*** The data ***

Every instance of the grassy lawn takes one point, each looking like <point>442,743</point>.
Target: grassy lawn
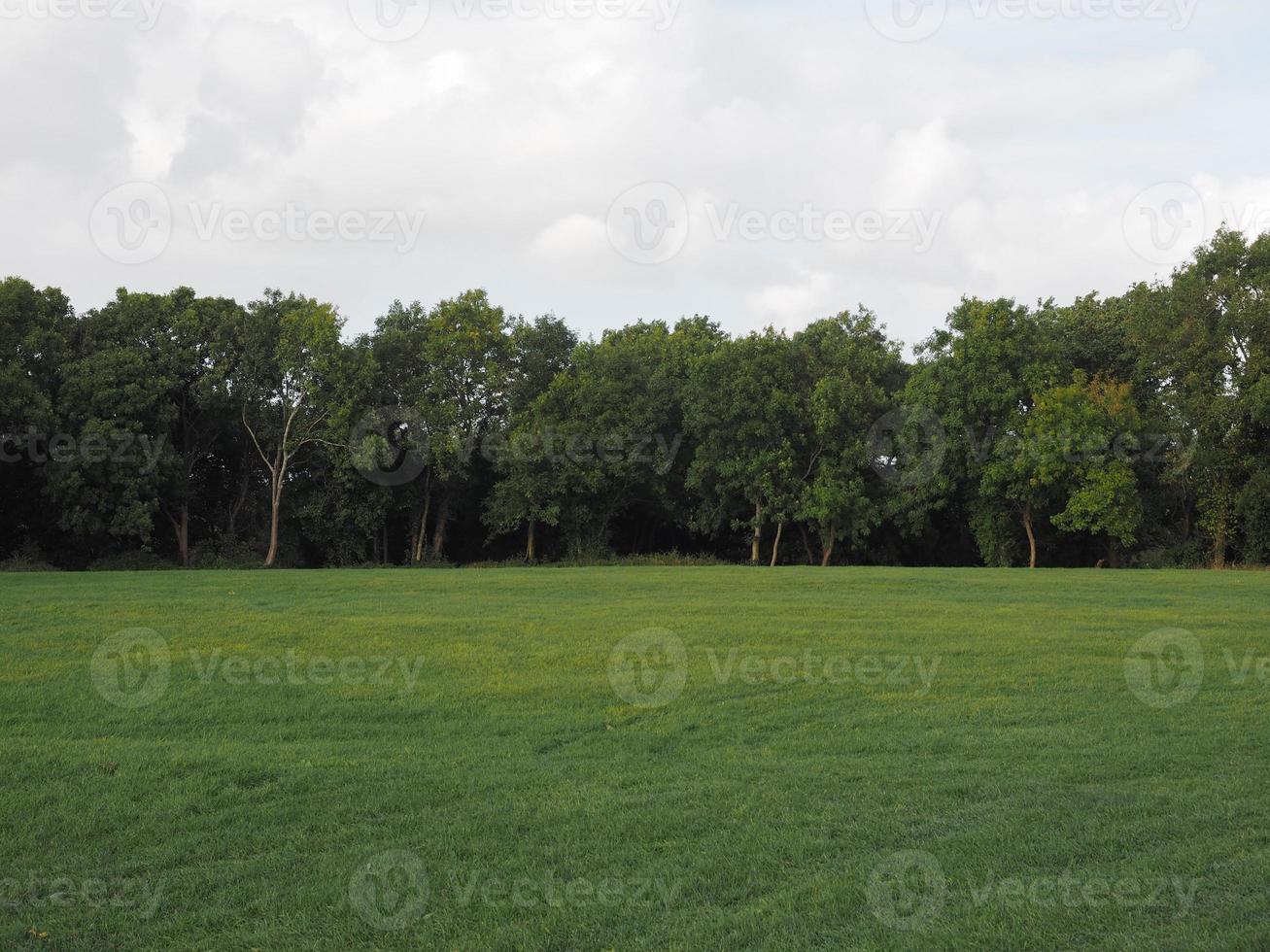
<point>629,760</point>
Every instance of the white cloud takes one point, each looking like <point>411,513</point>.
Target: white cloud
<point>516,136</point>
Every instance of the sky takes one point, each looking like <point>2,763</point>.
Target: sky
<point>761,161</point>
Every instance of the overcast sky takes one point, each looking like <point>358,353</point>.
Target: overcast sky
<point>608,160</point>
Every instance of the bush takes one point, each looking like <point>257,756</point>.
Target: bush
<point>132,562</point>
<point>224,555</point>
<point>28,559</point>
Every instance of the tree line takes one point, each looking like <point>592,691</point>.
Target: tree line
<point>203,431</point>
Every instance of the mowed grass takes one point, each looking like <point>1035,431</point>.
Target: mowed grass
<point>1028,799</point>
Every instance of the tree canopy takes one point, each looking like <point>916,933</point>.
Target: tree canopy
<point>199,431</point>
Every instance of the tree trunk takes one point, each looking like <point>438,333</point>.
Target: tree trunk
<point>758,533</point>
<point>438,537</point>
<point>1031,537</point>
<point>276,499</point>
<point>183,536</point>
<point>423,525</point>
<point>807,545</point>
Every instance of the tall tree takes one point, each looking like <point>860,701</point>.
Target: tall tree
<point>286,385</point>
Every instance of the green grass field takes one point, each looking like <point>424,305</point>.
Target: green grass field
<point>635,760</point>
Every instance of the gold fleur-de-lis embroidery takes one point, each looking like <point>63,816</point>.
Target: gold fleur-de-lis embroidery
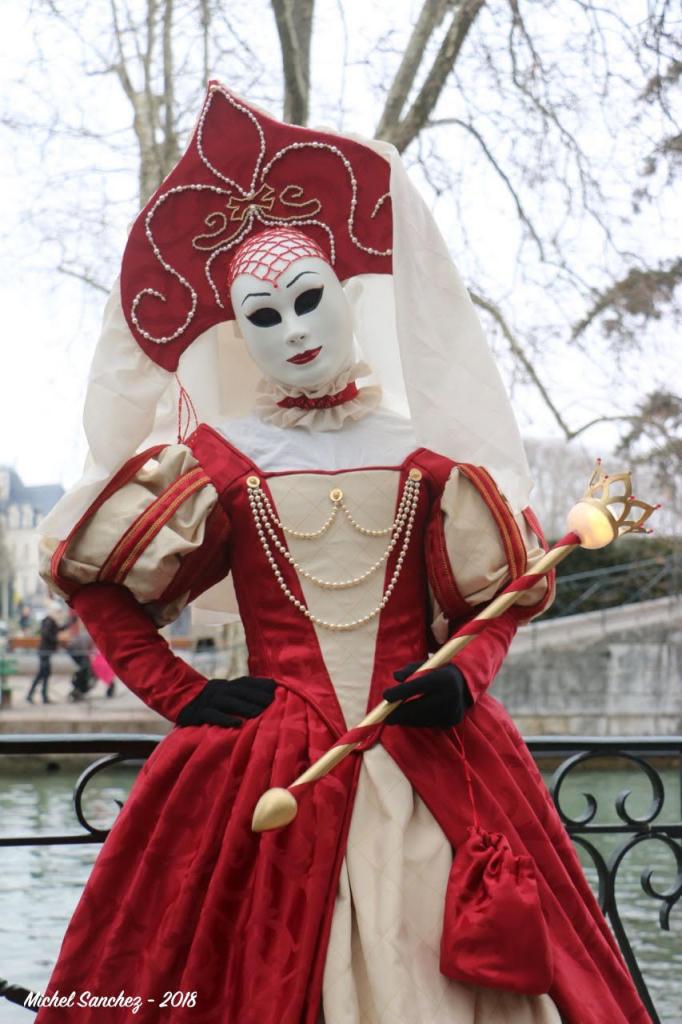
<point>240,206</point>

*** End of The data ***

Each entry gets copied exactly; the pictures stay out.

• [Task response]
Every instance of the grassy lawn takes one point, each looking like <point>442,743</point>.
Target: grassy lawn
<point>629,760</point>
Every instance of the white cloud takes one point, each looking like <point>411,513</point>.
Target: white cloud
<point>516,136</point>
Every instance of the sky takes one point, each looking like <point>2,763</point>.
Target: sky
<point>761,161</point>
Every instance of the overcast sky takes one point, each looking like <point>358,353</point>.
Target: overcast sky
<point>608,160</point>
Every instance of the bush takes one point, each looking like <point>257,756</point>.
Target: bush
<point>132,562</point>
<point>224,555</point>
<point>28,559</point>
Every instance of the tree line takes one point, each looking like <point>592,691</point>.
Target: tree line
<point>203,431</point>
Every instance of the mowed grass takes one point, each looking like <point>1035,431</point>.
Target: mowed grass
<point>1028,799</point>
Every instance of the tree canopy takes one point, each looking like <point>916,933</point>.
Target: tree canopy
<point>199,431</point>
Every instance of the tree trunk takes one point, each looking like <point>438,333</point>.
Target: tree trunk
<point>758,533</point>
<point>438,537</point>
<point>1031,537</point>
<point>276,499</point>
<point>183,536</point>
<point>423,525</point>
<point>807,545</point>
Every instance of the tall tree takes one point, each looking like <point>860,701</point>.
Target: tall tree
<point>286,385</point>
Every instance of the green grass field takes one point, each looking like <point>424,305</point>.
Target: green grass field
<point>635,760</point>
Every instance of the gold fleur-de-lis embroidery takes one point, each looking like <point>63,816</point>.
Target: gold fleur-de-lis embroidery
<point>240,206</point>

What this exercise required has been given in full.